**To do**
For the material that follows, list every line containing the word "brown".

**Data under study**

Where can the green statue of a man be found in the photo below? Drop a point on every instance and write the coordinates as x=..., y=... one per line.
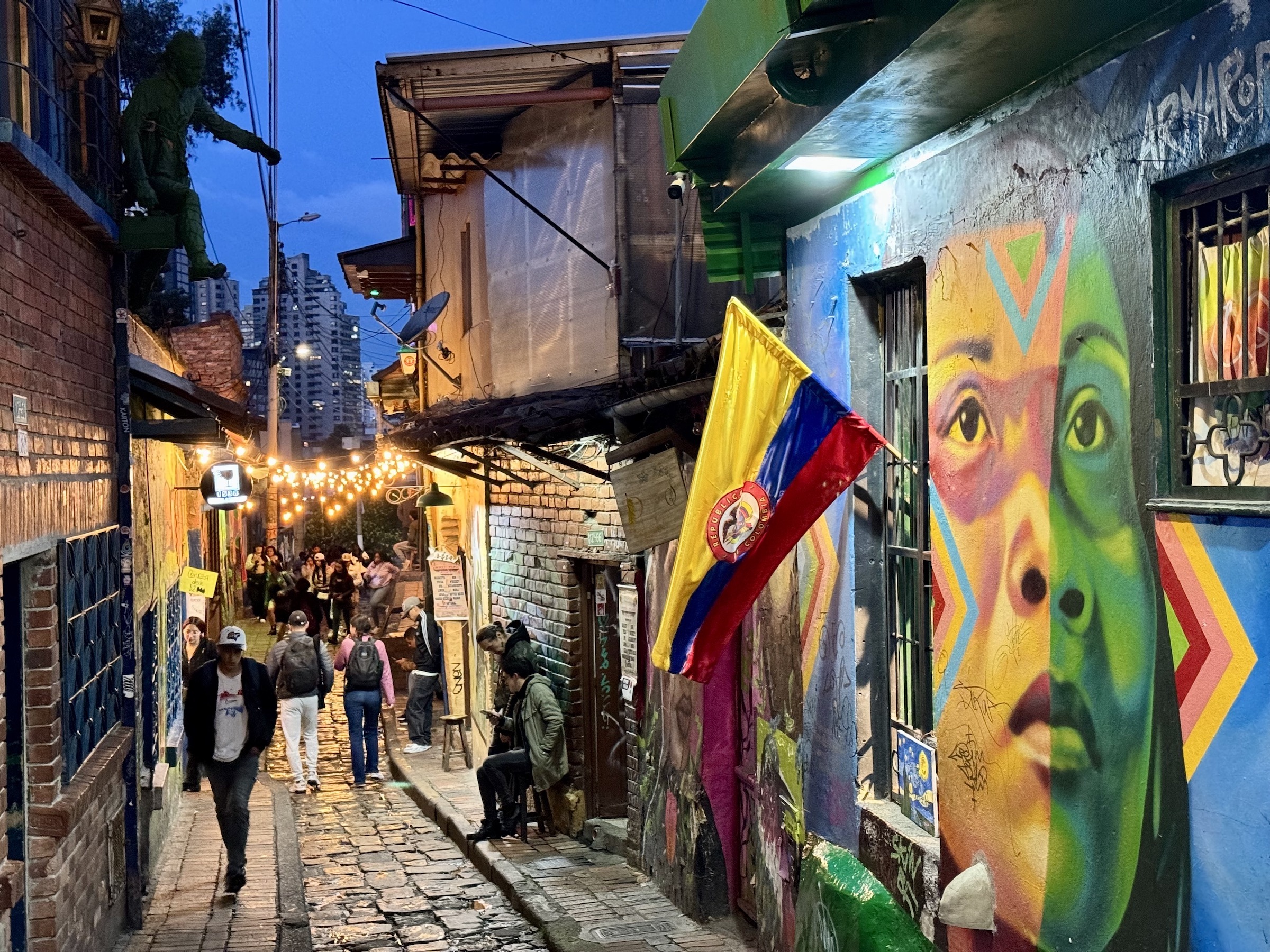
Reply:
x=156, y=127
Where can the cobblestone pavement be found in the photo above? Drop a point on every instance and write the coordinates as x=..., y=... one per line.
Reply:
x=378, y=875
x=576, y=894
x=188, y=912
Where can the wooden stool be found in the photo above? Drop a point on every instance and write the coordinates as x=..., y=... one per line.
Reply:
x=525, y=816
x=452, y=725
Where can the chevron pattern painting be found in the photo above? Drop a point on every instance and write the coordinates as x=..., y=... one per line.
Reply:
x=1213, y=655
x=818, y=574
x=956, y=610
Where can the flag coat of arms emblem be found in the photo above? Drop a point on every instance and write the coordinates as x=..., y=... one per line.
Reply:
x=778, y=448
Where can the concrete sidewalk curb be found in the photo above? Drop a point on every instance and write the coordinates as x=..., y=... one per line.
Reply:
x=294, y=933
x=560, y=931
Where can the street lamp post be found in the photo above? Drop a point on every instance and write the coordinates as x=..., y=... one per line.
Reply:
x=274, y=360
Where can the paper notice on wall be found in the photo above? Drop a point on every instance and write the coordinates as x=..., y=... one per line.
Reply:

* * *

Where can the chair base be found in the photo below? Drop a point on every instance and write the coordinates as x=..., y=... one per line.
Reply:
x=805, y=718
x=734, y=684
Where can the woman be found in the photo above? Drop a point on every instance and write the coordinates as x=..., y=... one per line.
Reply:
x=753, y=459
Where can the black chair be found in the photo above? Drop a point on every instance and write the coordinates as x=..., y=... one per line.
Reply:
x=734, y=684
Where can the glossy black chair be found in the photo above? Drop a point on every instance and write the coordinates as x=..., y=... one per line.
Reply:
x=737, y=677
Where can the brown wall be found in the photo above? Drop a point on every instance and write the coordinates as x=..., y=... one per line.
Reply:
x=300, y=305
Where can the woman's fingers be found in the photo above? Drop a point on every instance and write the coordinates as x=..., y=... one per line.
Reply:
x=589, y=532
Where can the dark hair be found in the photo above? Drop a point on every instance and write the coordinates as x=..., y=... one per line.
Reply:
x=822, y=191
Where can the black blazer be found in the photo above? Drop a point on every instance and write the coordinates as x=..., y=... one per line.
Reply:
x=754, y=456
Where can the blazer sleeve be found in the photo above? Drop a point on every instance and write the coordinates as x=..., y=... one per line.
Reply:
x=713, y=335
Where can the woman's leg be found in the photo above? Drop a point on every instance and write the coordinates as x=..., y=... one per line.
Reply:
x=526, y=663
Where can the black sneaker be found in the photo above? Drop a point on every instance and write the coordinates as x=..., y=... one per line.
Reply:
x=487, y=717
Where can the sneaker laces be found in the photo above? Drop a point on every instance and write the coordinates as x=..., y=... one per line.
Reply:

...

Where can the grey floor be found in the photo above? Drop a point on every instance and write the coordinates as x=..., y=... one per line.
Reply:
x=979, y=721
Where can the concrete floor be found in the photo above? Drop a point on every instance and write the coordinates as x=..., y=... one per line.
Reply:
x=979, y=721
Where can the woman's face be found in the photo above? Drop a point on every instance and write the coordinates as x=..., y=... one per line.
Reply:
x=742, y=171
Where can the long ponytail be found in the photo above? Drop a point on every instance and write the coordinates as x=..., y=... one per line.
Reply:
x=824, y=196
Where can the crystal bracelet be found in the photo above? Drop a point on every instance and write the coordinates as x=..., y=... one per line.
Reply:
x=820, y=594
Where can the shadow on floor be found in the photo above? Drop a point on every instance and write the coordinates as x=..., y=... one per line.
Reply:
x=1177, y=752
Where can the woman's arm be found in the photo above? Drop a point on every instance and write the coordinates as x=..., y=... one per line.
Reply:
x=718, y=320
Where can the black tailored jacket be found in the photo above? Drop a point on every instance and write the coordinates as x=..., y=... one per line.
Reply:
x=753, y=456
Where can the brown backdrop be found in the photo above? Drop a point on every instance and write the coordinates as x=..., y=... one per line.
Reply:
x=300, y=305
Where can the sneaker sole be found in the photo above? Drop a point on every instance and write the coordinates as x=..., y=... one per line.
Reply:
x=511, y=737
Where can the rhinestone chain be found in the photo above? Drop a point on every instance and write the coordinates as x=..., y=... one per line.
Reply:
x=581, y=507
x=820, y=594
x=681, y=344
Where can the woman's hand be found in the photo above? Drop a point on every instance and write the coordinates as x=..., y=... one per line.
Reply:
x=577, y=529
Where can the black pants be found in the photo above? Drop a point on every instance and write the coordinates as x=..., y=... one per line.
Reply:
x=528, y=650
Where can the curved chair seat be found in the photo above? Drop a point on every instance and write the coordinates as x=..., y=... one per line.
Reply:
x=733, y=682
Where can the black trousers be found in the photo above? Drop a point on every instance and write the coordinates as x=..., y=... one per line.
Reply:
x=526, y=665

**Response area**
Where can the brown wall be found in the photo above? Drop a point on every instance and write the coordinates as x=..., y=... one per line.
Where can the brown backdrop be found in the photo above? Drop a point on every instance and write the coordinates as x=..., y=... one per line.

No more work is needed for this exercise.